** Start of Supplied material **
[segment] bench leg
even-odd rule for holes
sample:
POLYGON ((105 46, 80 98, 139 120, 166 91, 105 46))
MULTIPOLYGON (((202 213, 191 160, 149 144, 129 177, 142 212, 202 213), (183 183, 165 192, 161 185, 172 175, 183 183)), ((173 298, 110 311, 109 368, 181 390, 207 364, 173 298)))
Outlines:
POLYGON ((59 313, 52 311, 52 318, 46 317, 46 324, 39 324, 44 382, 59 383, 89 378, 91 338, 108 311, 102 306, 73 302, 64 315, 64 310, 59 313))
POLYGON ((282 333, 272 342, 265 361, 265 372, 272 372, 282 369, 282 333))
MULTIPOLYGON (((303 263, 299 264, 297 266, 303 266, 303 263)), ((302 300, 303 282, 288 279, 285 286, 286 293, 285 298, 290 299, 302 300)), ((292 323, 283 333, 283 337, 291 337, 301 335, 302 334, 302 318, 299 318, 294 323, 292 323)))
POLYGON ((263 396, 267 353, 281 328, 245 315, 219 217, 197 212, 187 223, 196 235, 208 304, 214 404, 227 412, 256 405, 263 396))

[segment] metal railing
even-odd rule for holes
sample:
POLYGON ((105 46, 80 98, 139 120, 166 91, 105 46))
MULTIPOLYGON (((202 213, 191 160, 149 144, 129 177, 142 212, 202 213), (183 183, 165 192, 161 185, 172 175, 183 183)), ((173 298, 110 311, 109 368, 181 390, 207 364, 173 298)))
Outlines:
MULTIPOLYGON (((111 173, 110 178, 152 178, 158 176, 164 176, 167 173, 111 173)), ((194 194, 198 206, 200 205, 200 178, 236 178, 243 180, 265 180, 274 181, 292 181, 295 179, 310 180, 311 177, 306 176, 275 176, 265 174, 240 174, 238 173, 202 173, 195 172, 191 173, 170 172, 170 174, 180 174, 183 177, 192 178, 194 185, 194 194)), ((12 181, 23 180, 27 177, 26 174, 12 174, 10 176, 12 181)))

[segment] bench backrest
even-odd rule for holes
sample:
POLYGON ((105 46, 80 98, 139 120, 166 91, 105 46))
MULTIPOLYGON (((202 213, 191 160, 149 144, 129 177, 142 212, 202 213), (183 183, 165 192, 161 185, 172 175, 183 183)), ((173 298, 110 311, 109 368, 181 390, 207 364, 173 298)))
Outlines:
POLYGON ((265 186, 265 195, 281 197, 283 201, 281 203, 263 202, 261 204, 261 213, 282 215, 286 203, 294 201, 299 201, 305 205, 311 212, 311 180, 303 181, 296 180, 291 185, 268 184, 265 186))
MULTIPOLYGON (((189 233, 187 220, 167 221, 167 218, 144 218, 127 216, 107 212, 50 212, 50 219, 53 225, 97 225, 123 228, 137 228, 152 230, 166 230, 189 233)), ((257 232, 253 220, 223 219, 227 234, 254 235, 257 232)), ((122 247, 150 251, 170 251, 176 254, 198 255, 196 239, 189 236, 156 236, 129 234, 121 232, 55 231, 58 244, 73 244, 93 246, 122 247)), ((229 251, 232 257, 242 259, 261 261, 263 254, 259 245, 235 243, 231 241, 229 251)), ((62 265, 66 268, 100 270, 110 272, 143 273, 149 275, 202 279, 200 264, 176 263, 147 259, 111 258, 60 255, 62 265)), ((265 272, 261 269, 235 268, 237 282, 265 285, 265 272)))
** End of Supplied material **
Written request
Copy the material above word for word, from start to finish.

Complete answer
[segment] bench leg
even-odd rule for holes
sample:
POLYGON ((105 46, 80 98, 139 120, 166 91, 105 46))
MULTIPOLYGON (((202 213, 191 160, 149 144, 129 177, 142 212, 202 213), (183 183, 165 192, 161 185, 172 175, 183 183)), ((173 298, 110 311, 109 368, 181 390, 207 364, 173 298)))
Outlines:
POLYGON ((59 313, 52 311, 52 318, 46 317, 46 324, 39 324, 44 382, 59 383, 89 378, 91 338, 108 311, 102 306, 73 302, 64 315, 64 310, 59 313))
POLYGON ((282 333, 272 342, 265 361, 265 372, 272 372, 282 369, 282 333))
MULTIPOLYGON (((303 263, 299 264, 297 266, 303 266, 303 263)), ((302 300, 303 282, 288 279, 285 286, 286 293, 285 298, 290 299, 302 300)), ((292 323, 283 333, 283 337, 291 337, 301 335, 302 334, 302 318, 299 318, 294 323, 292 323)))
POLYGON ((263 396, 267 353, 281 328, 245 315, 219 217, 197 212, 187 223, 196 235, 208 304, 214 404, 227 412, 256 405, 263 396))

[segment] metal railing
even-odd rule for holes
sample:
POLYGON ((105 46, 80 98, 139 120, 166 91, 105 46))
MULTIPOLYGON (((202 213, 191 160, 149 144, 129 177, 142 212, 202 213), (183 183, 165 192, 161 185, 172 175, 183 183)), ((173 298, 110 311, 109 368, 181 390, 207 364, 173 298)))
Outlines:
MULTIPOLYGON (((111 173, 110 178, 152 178, 158 176, 164 176, 167 173, 111 173)), ((194 194, 198 206, 200 205, 200 178, 236 178, 243 180, 265 180, 274 181, 292 181, 295 179, 310 180, 311 177, 306 176, 275 176, 265 174, 240 174, 238 173, 202 173, 195 172, 191 173, 170 172, 170 174, 180 174, 183 177, 192 178, 194 185, 194 194)), ((12 181, 23 180, 27 177, 26 174, 12 174, 10 176, 12 181)))

[segment] bench backrest
even-odd rule for holes
sample:
POLYGON ((105 46, 80 98, 139 120, 166 91, 105 46))
MULTIPOLYGON (((202 213, 191 160, 149 144, 129 177, 142 212, 202 213), (183 183, 165 192, 161 185, 172 175, 183 183)), ((173 298, 110 311, 109 368, 181 390, 207 364, 173 298)))
Outlines:
POLYGON ((265 186, 265 195, 281 197, 283 201, 281 203, 263 202, 261 204, 261 213, 282 215, 286 203, 294 201, 299 201, 305 205, 311 212, 311 180, 303 181, 296 180, 291 185, 268 184, 265 186))
MULTIPOLYGON (((189 233, 187 220, 167 221, 167 218, 144 218, 127 216, 107 212, 50 212, 50 219, 53 225, 97 225, 123 228, 137 228, 152 230, 166 230, 189 233)), ((257 232, 253 220, 223 219, 227 234, 254 235, 257 232)), ((122 247, 150 251, 170 251, 176 254, 198 255, 196 239, 189 236, 156 236, 129 234, 121 232, 55 231, 58 244, 73 244, 93 246, 122 247)), ((229 251, 232 257, 242 259, 261 261, 263 254, 259 245, 235 243, 231 241, 229 251)), ((62 265, 66 268, 100 270, 110 272, 143 273, 149 275, 202 279, 200 264, 176 263, 147 259, 111 258, 60 255, 62 265)), ((265 272, 261 269, 235 268, 237 282, 265 285, 265 272)))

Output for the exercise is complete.